What you will do
Please reproduce exactly the lines from the start of the records through the one containing "# rows come back like column 566, row 708", and nothing more.

Listed entries
################

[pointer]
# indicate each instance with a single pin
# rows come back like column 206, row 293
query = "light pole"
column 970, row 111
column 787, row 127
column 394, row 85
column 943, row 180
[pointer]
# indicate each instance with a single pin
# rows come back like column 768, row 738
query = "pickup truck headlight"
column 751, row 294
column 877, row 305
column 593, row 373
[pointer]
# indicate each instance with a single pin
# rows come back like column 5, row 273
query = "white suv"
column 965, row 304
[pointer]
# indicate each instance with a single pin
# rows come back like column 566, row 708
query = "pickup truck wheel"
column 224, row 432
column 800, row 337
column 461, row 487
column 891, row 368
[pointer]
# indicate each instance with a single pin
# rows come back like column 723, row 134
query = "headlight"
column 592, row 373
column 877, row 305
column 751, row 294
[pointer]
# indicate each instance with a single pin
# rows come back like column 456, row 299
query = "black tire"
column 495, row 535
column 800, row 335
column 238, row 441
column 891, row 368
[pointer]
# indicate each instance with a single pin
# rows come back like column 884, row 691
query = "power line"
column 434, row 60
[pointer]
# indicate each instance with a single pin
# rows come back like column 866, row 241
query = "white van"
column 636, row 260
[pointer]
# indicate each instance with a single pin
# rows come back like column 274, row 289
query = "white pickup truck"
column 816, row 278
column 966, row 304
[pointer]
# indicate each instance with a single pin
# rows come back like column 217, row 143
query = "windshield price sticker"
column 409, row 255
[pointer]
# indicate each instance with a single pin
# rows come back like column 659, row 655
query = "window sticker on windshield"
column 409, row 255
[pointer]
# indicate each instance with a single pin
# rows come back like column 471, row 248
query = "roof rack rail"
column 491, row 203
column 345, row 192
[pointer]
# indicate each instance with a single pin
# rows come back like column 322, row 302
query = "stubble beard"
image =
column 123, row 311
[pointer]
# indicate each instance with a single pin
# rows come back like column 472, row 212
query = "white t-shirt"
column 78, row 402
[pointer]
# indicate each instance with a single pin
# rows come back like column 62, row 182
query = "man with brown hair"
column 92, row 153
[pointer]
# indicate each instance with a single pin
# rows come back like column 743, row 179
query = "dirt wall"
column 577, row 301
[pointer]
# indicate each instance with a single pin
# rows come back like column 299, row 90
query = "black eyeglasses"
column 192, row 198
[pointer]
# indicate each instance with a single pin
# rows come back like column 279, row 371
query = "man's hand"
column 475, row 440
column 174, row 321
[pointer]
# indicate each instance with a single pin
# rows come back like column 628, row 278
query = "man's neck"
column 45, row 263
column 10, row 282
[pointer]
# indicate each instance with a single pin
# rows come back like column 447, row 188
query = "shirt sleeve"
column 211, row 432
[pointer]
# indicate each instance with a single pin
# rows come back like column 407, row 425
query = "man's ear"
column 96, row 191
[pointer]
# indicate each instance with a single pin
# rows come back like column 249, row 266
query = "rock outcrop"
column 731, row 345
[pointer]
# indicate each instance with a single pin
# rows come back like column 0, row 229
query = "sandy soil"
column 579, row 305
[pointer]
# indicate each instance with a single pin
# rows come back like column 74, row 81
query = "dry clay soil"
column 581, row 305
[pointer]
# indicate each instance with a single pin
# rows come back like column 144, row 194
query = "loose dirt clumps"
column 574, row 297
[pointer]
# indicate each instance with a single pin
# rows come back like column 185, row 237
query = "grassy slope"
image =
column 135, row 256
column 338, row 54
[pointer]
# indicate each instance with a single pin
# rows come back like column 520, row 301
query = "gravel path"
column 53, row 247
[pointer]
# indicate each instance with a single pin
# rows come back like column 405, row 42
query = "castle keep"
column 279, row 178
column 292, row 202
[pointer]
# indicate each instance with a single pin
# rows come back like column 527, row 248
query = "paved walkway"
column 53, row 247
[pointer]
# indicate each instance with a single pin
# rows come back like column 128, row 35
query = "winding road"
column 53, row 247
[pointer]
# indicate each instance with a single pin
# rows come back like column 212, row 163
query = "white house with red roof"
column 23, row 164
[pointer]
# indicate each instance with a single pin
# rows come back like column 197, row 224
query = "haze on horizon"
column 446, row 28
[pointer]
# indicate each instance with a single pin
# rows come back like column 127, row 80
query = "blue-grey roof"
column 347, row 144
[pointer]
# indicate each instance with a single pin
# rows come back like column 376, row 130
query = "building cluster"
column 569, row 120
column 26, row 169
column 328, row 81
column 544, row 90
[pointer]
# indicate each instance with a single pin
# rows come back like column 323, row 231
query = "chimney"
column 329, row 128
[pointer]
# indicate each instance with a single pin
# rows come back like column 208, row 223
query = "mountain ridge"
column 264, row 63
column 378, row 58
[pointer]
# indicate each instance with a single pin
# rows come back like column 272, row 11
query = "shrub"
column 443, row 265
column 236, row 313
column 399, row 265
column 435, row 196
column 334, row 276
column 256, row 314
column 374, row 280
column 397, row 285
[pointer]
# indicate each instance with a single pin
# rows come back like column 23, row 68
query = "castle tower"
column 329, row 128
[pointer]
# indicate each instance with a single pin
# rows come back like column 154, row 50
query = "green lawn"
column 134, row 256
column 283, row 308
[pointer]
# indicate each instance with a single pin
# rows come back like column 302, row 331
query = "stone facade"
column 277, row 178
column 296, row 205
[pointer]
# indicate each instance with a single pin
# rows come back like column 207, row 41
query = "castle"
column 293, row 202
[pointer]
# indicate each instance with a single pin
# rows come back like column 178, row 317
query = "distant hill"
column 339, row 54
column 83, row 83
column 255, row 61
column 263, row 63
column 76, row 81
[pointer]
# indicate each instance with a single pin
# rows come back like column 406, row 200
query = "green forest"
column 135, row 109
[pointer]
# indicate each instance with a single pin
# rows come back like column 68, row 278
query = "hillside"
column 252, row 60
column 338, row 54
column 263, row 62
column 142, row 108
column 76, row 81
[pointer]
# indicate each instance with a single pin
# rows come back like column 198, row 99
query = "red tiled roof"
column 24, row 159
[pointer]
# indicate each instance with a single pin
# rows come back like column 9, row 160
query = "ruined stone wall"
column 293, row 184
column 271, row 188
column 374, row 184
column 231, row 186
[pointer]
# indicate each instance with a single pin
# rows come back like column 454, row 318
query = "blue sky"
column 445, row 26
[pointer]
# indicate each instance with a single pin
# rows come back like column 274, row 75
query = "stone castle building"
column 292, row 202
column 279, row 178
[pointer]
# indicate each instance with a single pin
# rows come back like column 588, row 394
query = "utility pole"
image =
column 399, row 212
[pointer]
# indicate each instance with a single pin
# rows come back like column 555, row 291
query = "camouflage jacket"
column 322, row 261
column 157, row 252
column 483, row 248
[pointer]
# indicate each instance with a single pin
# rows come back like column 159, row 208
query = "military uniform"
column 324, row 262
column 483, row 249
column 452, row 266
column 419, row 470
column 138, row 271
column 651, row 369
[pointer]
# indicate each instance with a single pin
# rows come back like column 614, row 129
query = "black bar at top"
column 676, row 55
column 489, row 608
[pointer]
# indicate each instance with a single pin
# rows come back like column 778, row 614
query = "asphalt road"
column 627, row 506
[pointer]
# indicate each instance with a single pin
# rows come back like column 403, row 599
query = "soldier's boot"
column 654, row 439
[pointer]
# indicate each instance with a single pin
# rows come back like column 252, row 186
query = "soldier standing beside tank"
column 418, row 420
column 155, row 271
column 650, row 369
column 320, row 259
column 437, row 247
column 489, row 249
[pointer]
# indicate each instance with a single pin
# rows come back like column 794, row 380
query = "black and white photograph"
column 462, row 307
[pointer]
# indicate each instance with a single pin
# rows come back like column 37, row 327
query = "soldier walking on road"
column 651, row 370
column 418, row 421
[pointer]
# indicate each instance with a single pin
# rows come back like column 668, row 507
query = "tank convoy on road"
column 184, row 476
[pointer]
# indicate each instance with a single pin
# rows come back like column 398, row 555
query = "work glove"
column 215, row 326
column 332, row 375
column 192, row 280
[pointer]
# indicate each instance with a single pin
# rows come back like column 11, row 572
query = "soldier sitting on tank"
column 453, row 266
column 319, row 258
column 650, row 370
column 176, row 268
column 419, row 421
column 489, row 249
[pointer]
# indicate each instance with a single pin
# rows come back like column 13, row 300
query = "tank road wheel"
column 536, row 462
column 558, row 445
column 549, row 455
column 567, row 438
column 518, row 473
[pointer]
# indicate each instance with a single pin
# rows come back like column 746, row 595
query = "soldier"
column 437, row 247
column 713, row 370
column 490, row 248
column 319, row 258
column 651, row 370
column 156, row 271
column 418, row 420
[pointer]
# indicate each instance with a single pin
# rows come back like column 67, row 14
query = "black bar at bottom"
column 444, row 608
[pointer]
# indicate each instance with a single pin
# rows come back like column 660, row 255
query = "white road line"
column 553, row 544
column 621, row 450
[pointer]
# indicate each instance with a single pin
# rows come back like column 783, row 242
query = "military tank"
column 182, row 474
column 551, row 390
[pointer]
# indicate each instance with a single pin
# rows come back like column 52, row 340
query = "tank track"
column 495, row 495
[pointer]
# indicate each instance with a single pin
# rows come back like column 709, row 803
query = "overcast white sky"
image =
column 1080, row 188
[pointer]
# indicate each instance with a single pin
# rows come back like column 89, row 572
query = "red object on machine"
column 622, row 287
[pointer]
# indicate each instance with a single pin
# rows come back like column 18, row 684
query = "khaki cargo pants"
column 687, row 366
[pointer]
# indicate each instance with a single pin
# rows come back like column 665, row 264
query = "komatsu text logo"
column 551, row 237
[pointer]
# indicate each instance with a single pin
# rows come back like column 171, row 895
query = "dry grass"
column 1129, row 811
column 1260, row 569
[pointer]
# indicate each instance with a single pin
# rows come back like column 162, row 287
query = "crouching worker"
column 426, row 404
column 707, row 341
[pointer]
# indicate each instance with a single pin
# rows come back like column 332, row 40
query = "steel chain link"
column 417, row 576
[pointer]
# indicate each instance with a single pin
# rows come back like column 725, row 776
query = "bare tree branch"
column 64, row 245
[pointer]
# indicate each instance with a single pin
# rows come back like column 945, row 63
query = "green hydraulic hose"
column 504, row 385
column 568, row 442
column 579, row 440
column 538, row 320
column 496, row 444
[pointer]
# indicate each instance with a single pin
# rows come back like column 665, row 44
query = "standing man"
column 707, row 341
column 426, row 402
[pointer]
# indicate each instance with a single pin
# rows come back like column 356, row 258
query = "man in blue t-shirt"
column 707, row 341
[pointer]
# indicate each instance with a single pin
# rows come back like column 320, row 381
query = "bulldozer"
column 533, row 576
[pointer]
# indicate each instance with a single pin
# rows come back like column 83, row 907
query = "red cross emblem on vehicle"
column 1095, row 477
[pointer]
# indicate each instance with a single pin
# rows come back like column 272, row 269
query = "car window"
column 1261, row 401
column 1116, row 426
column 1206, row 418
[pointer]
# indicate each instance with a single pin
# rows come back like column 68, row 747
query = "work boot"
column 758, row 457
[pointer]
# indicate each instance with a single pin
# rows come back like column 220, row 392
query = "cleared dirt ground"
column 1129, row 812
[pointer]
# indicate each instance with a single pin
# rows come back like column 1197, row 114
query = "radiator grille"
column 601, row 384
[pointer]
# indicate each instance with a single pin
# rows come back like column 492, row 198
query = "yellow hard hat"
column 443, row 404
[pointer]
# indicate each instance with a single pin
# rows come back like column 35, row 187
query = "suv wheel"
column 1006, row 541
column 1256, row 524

################

Solution
[pointer]
# indicate each instance with a single pin
# rows come back like column 206, row 293
query = "light pole"
column 970, row 111
column 787, row 127
column 394, row 85
column 943, row 180
[pointer]
# indicate each instance with a single pin
# rows come back like column 768, row 738
query = "pickup truck headlight"
column 751, row 294
column 877, row 305
column 593, row 373
[pointer]
# indicate each instance with a single pin
# rows come back like column 5, row 273
query = "white suv"
column 965, row 304
[pointer]
# indicate each instance with a single pin
# rows come back like column 566, row 708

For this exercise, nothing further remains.